BEGIN

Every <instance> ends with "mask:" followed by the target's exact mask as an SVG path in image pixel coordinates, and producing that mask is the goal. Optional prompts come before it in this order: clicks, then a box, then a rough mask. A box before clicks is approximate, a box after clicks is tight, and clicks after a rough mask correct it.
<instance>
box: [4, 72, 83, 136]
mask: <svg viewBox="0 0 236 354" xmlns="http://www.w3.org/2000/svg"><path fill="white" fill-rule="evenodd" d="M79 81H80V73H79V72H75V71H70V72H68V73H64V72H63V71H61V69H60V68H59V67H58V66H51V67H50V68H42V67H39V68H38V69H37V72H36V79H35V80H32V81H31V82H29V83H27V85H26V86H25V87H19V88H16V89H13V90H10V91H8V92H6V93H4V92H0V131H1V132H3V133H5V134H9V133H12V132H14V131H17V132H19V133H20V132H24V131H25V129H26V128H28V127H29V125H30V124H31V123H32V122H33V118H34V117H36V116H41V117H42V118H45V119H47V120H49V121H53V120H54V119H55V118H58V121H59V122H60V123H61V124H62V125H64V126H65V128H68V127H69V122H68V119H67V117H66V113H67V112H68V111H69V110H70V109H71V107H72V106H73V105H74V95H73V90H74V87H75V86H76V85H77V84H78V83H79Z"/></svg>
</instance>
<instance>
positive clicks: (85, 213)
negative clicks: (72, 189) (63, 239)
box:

END
BEGIN

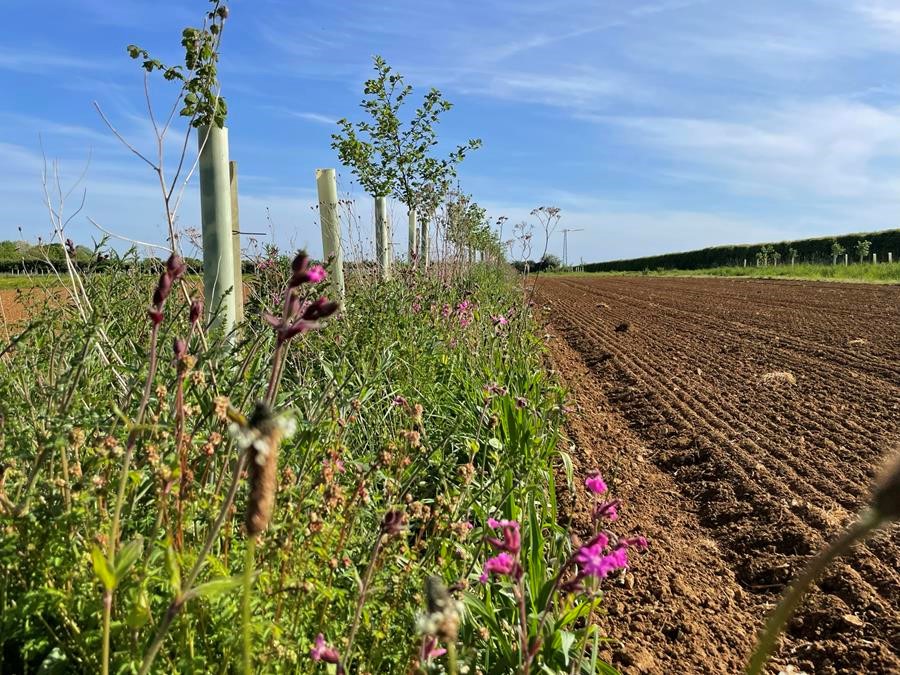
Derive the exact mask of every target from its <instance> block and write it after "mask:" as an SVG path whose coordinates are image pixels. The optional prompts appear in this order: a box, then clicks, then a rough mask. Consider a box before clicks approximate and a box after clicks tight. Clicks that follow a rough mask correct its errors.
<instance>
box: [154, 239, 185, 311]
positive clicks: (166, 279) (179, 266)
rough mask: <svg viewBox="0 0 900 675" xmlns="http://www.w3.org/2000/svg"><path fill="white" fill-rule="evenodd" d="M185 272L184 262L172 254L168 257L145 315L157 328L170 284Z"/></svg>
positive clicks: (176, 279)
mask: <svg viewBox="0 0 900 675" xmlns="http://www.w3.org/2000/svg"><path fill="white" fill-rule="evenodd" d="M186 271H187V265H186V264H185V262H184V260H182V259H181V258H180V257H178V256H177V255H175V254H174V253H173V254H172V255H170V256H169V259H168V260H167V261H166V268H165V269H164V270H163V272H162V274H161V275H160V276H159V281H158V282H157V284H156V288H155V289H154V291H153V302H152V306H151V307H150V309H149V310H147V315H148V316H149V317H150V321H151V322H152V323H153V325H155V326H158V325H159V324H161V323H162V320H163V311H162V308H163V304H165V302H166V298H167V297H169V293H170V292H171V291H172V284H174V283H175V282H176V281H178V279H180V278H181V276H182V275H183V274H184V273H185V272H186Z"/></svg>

END

## EXERCISE PROMPT
Update everything in the listing from the line containing "Every <instance> ends" down to the line containing "box: [4, 72, 83, 136]", replacing "prompts" with "hints" and changing nothing else. Output only those lines.

## ANSWER SECTION
Every <instance> ends with "mask:" followed by the target's exact mask as an SVG path in image pixel coordinates, and producing that mask is the goal. Optional hints come before it in this order: clicks, then a box, then a rough mask. A box before clicks is approximate, a box after clicks is tight, and clicks after a rough mask correct it.
<instance>
box: [4, 72, 83, 136]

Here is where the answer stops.